EXERCISE BRIEF
Each record below needs to be written out exactly as it appears.

§

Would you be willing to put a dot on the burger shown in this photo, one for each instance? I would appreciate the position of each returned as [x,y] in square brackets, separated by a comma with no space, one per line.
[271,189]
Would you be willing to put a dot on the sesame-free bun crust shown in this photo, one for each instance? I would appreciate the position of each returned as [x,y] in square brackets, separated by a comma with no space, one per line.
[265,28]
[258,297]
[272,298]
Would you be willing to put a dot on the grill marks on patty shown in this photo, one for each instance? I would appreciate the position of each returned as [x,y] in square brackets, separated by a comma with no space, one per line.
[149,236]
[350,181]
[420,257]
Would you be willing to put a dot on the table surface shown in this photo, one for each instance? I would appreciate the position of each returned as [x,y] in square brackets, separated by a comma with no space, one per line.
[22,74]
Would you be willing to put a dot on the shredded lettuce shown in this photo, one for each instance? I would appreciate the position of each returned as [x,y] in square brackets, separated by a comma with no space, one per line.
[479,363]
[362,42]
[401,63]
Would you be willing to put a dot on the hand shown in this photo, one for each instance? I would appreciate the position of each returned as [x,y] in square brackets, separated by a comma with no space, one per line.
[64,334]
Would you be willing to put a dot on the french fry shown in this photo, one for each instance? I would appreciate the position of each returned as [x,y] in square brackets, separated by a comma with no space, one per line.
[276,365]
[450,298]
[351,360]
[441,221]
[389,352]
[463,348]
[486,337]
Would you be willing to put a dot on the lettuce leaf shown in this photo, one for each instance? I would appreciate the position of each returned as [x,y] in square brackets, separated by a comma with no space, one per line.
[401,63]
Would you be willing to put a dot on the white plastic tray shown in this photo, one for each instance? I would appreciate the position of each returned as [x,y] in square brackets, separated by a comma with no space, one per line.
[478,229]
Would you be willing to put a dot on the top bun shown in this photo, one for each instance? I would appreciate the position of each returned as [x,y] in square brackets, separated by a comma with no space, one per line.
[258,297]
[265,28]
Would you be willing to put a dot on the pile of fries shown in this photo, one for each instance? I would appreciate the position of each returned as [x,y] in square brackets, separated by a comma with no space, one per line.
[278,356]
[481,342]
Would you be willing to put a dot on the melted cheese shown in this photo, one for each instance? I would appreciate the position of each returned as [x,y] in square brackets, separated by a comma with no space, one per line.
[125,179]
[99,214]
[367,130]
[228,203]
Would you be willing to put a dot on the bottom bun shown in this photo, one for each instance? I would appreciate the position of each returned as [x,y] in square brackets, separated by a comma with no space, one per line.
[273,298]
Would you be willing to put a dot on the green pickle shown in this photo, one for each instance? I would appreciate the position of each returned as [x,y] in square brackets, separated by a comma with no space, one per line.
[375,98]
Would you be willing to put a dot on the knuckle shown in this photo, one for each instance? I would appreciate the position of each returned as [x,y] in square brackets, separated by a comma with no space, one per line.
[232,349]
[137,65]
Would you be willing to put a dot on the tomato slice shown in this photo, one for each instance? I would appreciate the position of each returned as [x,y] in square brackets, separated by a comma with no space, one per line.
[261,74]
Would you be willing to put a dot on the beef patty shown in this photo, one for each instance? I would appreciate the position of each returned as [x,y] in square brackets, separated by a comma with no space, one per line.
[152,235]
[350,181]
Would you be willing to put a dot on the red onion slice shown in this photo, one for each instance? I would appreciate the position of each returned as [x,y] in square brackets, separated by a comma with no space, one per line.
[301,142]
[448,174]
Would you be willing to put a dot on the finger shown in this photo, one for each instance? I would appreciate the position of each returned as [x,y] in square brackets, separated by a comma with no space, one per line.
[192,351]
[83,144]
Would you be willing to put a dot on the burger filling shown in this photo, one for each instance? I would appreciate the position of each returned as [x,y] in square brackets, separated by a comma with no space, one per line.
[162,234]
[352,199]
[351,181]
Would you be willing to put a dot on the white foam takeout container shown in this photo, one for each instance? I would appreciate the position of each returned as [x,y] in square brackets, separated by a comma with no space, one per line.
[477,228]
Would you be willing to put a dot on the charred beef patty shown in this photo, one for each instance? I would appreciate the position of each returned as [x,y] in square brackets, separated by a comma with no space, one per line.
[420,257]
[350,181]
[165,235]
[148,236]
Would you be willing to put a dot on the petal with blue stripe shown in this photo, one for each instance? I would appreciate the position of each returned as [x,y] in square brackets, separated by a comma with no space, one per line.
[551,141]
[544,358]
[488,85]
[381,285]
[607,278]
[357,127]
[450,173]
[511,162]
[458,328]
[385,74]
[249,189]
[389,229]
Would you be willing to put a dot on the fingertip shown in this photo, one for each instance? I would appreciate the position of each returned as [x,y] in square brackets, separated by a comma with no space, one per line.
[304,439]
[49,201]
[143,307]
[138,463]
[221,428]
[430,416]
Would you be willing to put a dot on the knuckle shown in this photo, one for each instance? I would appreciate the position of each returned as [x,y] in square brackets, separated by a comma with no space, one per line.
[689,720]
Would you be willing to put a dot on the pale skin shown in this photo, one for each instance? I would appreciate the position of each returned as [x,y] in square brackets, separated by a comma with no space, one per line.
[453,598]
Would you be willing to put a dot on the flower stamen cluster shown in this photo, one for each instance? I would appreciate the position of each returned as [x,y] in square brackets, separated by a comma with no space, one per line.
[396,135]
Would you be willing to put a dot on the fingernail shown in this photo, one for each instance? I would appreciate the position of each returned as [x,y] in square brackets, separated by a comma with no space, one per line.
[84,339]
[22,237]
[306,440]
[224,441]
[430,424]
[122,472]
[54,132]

§

RESPONSE FOR THIS EXERCISE
Would you be willing to put a dot on the burger shown in this photo, one for each instance? I would appreciate the position of each returned as [x,y] in square brackets, separated by a comma with no space, one per line.
[271,189]
Would you be willing to put a dot on the sesame-free bun crust shown in this photo, one for each instance? I would appreciate the position of each returned as [x,y] in square brackets, separated by a comma with no space, one per line.
[265,28]
[258,297]
[272,298]
Would you be willing to put a dot on the grill marks on patty shown in this photo, one for each instance? I would appreciate the position of each returned as [x,y] in square brackets, separated by a comma with no space, one per line.
[149,236]
[350,181]
[420,257]
Would you be willing to put a dot on the table surface shown in this photo, one for each instance? I would appreciate the position of each returned as [x,y] in square brackets, separated by a comma with no space, one per line.
[22,74]
Would you be willing to put a dot on the shredded lettuce shown in this photo, one for each instance? I would appreciate the position of each returned as [x,y] in square brackets, separated by a comma with no space, one per line.
[479,363]
[362,42]
[401,63]
Would you be willing to put a dot on the hand shown in this photo, one for each instance? I would appreciate the position of each returned as [x,y] in square brackets, separated by a comma with no space, one per line.
[64,334]
Would you be willing to put a dot on the french fry shown in this photo, one for each instance? I would appreciate the position of each returned as [x,y] in square brackets, separated by a comma with no space, one per line.
[276,365]
[450,298]
[351,360]
[441,221]
[389,352]
[463,348]
[486,337]
Would you be willing to put a dot on the lettuce leaf shown in this photo, one for each instance? I would appreciate the position of each returned as [x,y] in square brackets, separated by a comma with no space, one per line.
[401,63]
Would you be willing to put a dot on the white plastic tray shown in this photo, one for each instance? I would appreciate the position of each returned as [x,y] in square brackets, separated by a comma with no space, one per line.
[478,229]
Would you be willing to put a dot on the top bun shown in this photo, one for each instance? I would appreciate the position of each returned as [x,y] in square brackets, separated by a comma with no space, one per line.
[258,297]
[265,28]
Would you be willing to put a dot on the pile of fries shown in this photo, one for each instance? I would appreciate the position of each returned as [x,y] in square brackets, separated by a comma with no space, one per line.
[278,356]
[481,342]
Would you be willing to put a dot on the melted cheese shown in this photo, one for each instance? I would appreciate the position of each returned as [x,y] in square brackets, separated by a comma with no space, one per line.
[125,179]
[99,214]
[367,130]
[228,203]
Would you be willing to put a dot on the bottom bun shown in this photo, one for each instance? I would appreciate the position of each returned as [x,y] in square brackets, separated by a comma with no space, one per line.
[273,298]
Would you be willing to put a dot on the green pickle shown in this photo, one for each instance? I would appreciate the position of each returned as [x,y] in square brackets, separated by a comma with no space, one per line.
[375,98]
Would you be willing to put a dot on the knuckle shown in this photo, one for each instance? I would appreciate the position of each returned as [x,y] in square brackets, separated by a comma with no space, one per line.
[232,349]
[137,65]
Would you be willing to put a dot on the tomato slice shown in this photo, one for each instance? I would appreciate the position of each returned as [x,y] in square brackets, separated by a comma with no space, one per line.
[261,74]
Would you be willing to put a dot on the beef patty shown in this photo, one for each instance? I would appreciate the position of each returned as [x,y] in square brackets, separated by a comma with no space, one per line.
[152,235]
[350,181]
Would you be willing to put a dot on the red onion slice shown in this photo, one for each instance? I would appreciate the position of each returned as [x,y] in square brackets, separated by a comma with no space, one per line.
[301,142]
[448,174]
Would you be willing to put a dot on the finger shown in this photo, one for each instance? I would appreciate the position of each returned as [x,y] in square brackets, separated by a comma with no space, one per line.
[192,351]
[83,144]
Would you be willing to put a dot on the burger filling shown in this photo, one for each instance? I would appreciate the position of each returned as [x,y] in square brackets, separated by a comma with no space, one per line.
[162,234]
[352,199]
[351,181]
Would you be willing to put a dot on the white foam takeout container shown in this photo, one for each instance? I would appreciate the position of each returned as [x,y] in square brackets, separated by a comma with no space, one per line.
[477,228]
Would you be willing to put a dot on the charred beef patty shown in this photo, one for each instance? I would appreciate the position of each returned as [x,y] in square brackets, separated by a comma with no space, one per line.
[420,257]
[350,181]
[165,235]
[148,236]
Would you be willing to put a dot on the petal with blue stripe shown in this photo, one for each instance? I would appreciate the position of each returned as [x,y] in square brackets, separated by a comma with no space, one per line.
[551,141]
[544,358]
[488,85]
[381,285]
[607,278]
[357,127]
[450,173]
[511,162]
[458,328]
[385,74]
[249,189]
[389,229]
Would you be willing to put a dot on the fingertip shown in this photo, one for each instance? I would appreciate the position of each returned as [x,y] in square brackets, separated by a comma with no space, one per line.
[304,439]
[49,201]
[143,307]
[138,463]
[221,428]
[430,416]
Would you be willing to put a dot on the knuckle shown in this photo, one for each instance? I would appreciate the position of each returned as [x,y] in square brackets, separated by a comma with no space, one per line.
[689,720]
Would you be willing to put a dot on the pale skin shown in this photo, one for each instance? I would appreciate the position of each returned as [x,y] in square brackets, separated by a comma with no space, one per line.
[453,598]
Would you be willing to put a dot on the flower stamen cluster shown in this photo, one for each instance? I would appreciate the position of each returned as [x,y] in square brackets, separated by a comma with no space, one per line.
[396,135]
Would you be willing to put a dot on the fingernail shown in this photo, one for each instance? I would appreciate the position of each returned as [x,y] in square brackets, separated by a comma with no space, one per line.
[84,339]
[22,237]
[306,440]
[224,441]
[430,424]
[122,472]
[54,132]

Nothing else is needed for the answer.